* start Document segment *

Sum of square and cube digits of an integer are primes
Find and show here all positive integers n less than 100 where:
- the sum of the digits of the square of n is prime; and
- the sum of the digits of the cube of n is also prime.
Sum of square and cube digits of an integer are primes is a draft programming task. It is not yet considered ready to be promoted as a complete task, for reasons that should be found in its talk page.
- Task
- Example
16 satisfies the task descrption because 16 x 16 = 256 has a digit sum of 13 which is prime and
16 x 16 x 16 = 4096 has a digit sum of 19 which is also prime.
ALGOL 68
BEGIN # find numbers where the digit sums of the square and cube are prtime #
INT max number = 99; # maximum number to consider #
PR read "primes.incl.a68" PR
[]BOOL prime = PRIMESIEVE ( INT d sum := 9; # calculate the largest possible digit sum #
INT n := max number * max number * max number;
WHILE ( n OVERAB 10 ) > 0 DO
d sum +:= 9
OD;
d sum
);
# returns the sum of the digits of n #
OP DIGITSUM = ( INT n )INT:
BEGIN
INT v := ABS n;
INT result := v MOD 10;
WHILE ( v OVERAB 10 ) > 0 DO
result +:= v MOD 10
OD;
result
END # DIGITSUM # ;
FOR i TO max number DO
INT i2 = i * i;
IF prime[ DIGITSUM i2 ] THEN
IF prime[ DIGITSUM ( i * i2 ) ] THEN
print( ( " ", whole( i, 0 ) ) )

* end Document segment *
* start Records provided *

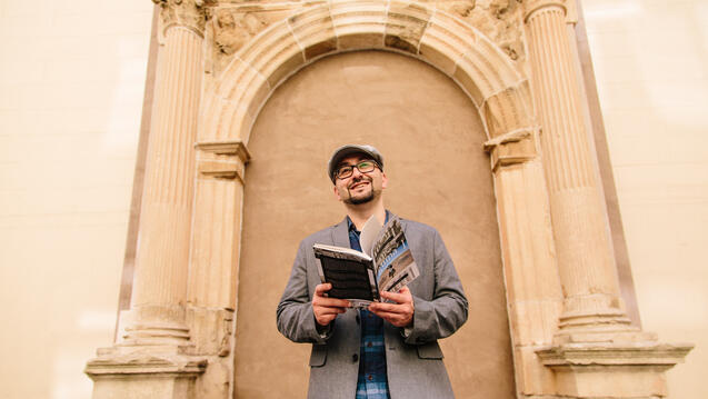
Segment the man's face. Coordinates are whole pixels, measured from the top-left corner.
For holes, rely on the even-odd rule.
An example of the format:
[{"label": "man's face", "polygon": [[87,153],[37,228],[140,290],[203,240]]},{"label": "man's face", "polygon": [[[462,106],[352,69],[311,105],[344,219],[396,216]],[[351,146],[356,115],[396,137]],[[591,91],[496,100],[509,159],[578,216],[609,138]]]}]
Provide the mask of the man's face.
[{"label": "man's face", "polygon": [[[352,166],[369,159],[363,154],[355,154],[342,159],[338,168]],[[372,171],[362,173],[353,168],[350,177],[335,179],[335,194],[337,199],[348,205],[360,205],[373,201],[381,197],[388,179],[381,169],[373,168]]]}]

* end Records provided *

Required work:
1 – Answer these questions about the programming task page:
(a) What upper limit does the page set for the positive integers n?
(b) According to the example, what is the digit sum of 256?
(c) In the ALGOL 68 code, what value is assigned to max number?
2 – Reproduce the records word for word, starting at their first line and ending at the line containing "An example of", with both ends included. Leave the pictures out of your output.

Full answers:
1 –
(a) n must be less than 100.
(b) 13
(c) 99

2 –
Segment the man's face. Coordinates are whole pixels, measured from the top-left corner.
For holes, rely on the even-odd rule.
An example of the format:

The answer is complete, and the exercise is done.